-------- SEITENAUSZUG

Der Kanzlist

Der Kanzlist


In den letzten vier Generationen hat das politische Personal in Berlin eine bemerkenswerte Entwicklung durchlaufen: Vom eisernen Kanzler, der auf Wunsch des Weltkriegsstifters Willem Zwo erhobenen Haupts und zutiefst beleidigt – aber immerhin zeitnah – „von Bord ging“. Hin zu einem Kanzlisten, dessen Amtszeit ebenso diffus und vage wie seine Regierung endet.

Der Kanzlist

Von Ramiro Fulano

Meine Damen und Herren, im Land der Grenzwerte und Vorschriften gibt es für so gut wie alles genauestens definierte Vorgaben, Regeln, Anordnungen und Anweisungen: Wie lang und wie krumm eine handelsübliche grüne Gurke oder gelbe Banane sein muss, beispielsweise. Nur für eins offenbar nicht: Wie lange eine Bundesregierung ohne eigene Mehrheit im Amt verbleiben darf. Spätestens bis zum Termin turnusmäßiger Neuwahlen, würde man meinen.

Aber wie man sich gegebenenfalls auch ohne solche demokratischen Zumutungen, die jedem waschechten Diktator ein Dorn im Auge sein müssen, im Amt halten kann, macht uns derlei unser lieber Herr Selenskyj vor, Poster-Boy von Ukraine-Solidarität und Unserendemokraten. Dessen Amtszeit ist nämlich bereits im Mai abgelaufen und er regiert immer noch.

Andererseits managt der von der deutschen Öffentlichkeit so gut es geht ignorierte Javier Milei die argentinische Exekutive seit nunmehr fast einem Jahr aus einer eklatanten parlamentarischen Minderheit und das durchaus sehr erfolgreich. D.h. zum Wohle des Landes und nicht des eigenen Geldbeutels, liebe Sozialkleptokraten.

----------------

## ZIELE
1 - Welche Personen werden im Seitenauszug namentlich genannt? Zähle sie alle auf.
2 - Übersetze diesen Satz aus dem Seitenauszug ins Englische: „Nur für eins offenbar nicht: Wie lange eine Bundesregierung ohne eigene Mehrheit im Amt verbleiben darf.“
3 - Schreib den Meinungsbeitrag über den Kanzlisten ab seinem letzten Satz weiter.

-------- VORLIEGENDES MATERIAL

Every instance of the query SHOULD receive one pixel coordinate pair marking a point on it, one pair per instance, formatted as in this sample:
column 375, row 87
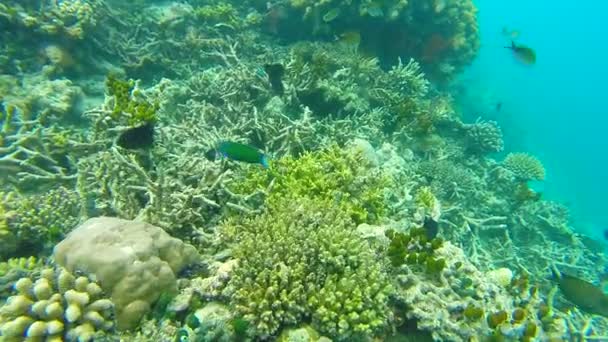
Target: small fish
column 275, row 74
column 140, row 137
column 509, row 33
column 350, row 38
column 331, row 15
column 374, row 9
column 239, row 152
column 523, row 53
column 182, row 335
column 583, row 294
column 431, row 226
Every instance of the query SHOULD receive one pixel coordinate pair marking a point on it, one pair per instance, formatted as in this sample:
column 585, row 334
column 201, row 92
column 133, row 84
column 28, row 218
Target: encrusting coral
column 301, row 260
column 57, row 306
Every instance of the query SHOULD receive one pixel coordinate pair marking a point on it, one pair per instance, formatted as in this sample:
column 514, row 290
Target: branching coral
column 342, row 176
column 442, row 35
column 524, row 167
column 57, row 306
column 302, row 259
column 34, row 222
column 484, row 137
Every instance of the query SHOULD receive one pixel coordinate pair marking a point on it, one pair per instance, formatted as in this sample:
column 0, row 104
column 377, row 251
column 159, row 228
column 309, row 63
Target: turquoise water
column 555, row 109
column 301, row 170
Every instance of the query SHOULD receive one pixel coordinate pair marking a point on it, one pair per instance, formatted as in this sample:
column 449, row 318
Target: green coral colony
column 351, row 202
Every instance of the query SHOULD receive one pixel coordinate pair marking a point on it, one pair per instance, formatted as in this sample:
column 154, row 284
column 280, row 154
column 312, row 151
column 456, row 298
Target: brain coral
column 135, row 262
column 302, row 260
column 524, row 166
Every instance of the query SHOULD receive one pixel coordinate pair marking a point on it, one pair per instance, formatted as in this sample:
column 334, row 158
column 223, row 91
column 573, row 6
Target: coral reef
column 342, row 176
column 524, row 167
column 57, row 306
column 30, row 224
column 442, row 35
column 302, row 260
column 134, row 262
column 484, row 136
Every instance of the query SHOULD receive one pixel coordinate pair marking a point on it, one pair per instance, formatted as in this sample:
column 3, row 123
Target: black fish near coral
column 140, row 137
column 583, row 294
column 431, row 227
column 522, row 53
column 275, row 74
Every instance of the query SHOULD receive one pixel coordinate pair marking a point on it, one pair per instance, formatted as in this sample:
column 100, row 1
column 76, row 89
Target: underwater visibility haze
column 302, row 170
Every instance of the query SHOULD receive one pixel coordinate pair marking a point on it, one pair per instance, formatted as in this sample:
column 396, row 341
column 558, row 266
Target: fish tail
column 264, row 161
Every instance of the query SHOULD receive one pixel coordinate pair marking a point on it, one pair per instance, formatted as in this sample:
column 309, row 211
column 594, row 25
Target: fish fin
column 264, row 161
column 211, row 154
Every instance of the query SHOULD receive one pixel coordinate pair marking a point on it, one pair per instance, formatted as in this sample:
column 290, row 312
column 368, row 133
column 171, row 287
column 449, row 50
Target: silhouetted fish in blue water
column 523, row 53
column 498, row 106
column 140, row 137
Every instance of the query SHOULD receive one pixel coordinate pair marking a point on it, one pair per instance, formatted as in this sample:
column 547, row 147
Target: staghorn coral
column 57, row 306
column 31, row 223
column 302, row 259
column 457, row 302
column 442, row 35
column 524, row 167
column 343, row 176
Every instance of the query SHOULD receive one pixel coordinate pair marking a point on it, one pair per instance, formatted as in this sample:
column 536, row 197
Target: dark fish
column 238, row 152
column 275, row 74
column 431, row 226
column 140, row 137
column 583, row 294
column 523, row 53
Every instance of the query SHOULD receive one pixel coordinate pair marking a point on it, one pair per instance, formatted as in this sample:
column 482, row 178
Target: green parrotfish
column 239, row 152
column 522, row 53
column 583, row 294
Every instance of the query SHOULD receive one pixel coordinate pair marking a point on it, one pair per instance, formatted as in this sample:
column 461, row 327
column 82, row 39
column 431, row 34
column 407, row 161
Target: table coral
column 57, row 306
column 300, row 260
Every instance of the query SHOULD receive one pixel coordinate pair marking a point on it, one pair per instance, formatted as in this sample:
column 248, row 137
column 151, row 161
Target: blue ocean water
column 555, row 109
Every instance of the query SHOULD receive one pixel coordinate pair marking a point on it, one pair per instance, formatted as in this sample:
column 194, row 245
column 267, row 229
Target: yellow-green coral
column 54, row 307
column 340, row 176
column 30, row 223
column 525, row 167
column 129, row 101
column 302, row 259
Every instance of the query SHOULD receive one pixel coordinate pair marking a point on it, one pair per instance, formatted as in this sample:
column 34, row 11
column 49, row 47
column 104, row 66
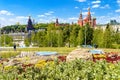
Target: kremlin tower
column 30, row 24
column 88, row 19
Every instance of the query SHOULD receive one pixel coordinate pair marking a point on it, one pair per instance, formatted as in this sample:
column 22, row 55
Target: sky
column 45, row 11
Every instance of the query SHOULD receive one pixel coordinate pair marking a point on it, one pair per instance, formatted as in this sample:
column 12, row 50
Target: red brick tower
column 57, row 22
column 80, row 21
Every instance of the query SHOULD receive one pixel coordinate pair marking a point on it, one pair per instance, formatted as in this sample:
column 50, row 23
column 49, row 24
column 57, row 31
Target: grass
column 8, row 54
column 60, row 50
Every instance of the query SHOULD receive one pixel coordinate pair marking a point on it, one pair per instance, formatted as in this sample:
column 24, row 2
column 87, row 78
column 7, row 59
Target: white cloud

----------------

## SCHRIFTLICHE ANTWORTEN
1 - Willem Zwo, Ramiro Fulano, Selenskyj, Javier Milei

2 - Except, apparently, for one thing: how long a federal government without a majority of its own may remain in office.

3 -
Natürlich wäre es zu viel verlangt, sich im Zeitalter des Globalismus im Rest der Welt nach Vorbildern für erfolgreiches Regieren umzuschauen. Denn das endemische politische Spitzenpersonal (*hüstel) weiß erstens alles. Und zweitens weiß es alles besser. In dieser Hinsicht verhält es sich mit Unserendemokraten also nicht anders als im Sprichwort über den lieben Gott und die Nachbarn.

Und so kann es eben passieren, dass ein Amtsinhaber sich in seinem Amtssitz verbarrikadiert und sich mit einem altbekannten Hochleistungsklebstoff an seinem Amtsschemel festklebt. In jeder halbwegs funktionierenden Demokratie, die auf sich hält, gäbe es seit mindestens einer Woche „Hau ab!“-Demos vor seiner Haustür – zur Erinnerung, wer hier der Souverän ist.

Angeblich ist der Kanzlist eine Führungspersönlichkeit, von der böse Zungen behaupten, die ihm auf einer früheren Station seiner zweifelhaften Laufbahn zuarbeitenden Dienststellen hätten ihm auf Senats- bzw. Kabinettsvorlagen jene Option mit dem Kürzel OWD (= „Olaf will das“) markieren müssen, die politisch zu präferieren sind.

Anderenfalls sei über Wochen und Monate keine Entscheidung absehbar gewesen, weil der oberste Dienstherr jederlei Geschlechts sich im mentalen Dickicht seiner konfusen Gedanken verlaufen hätte.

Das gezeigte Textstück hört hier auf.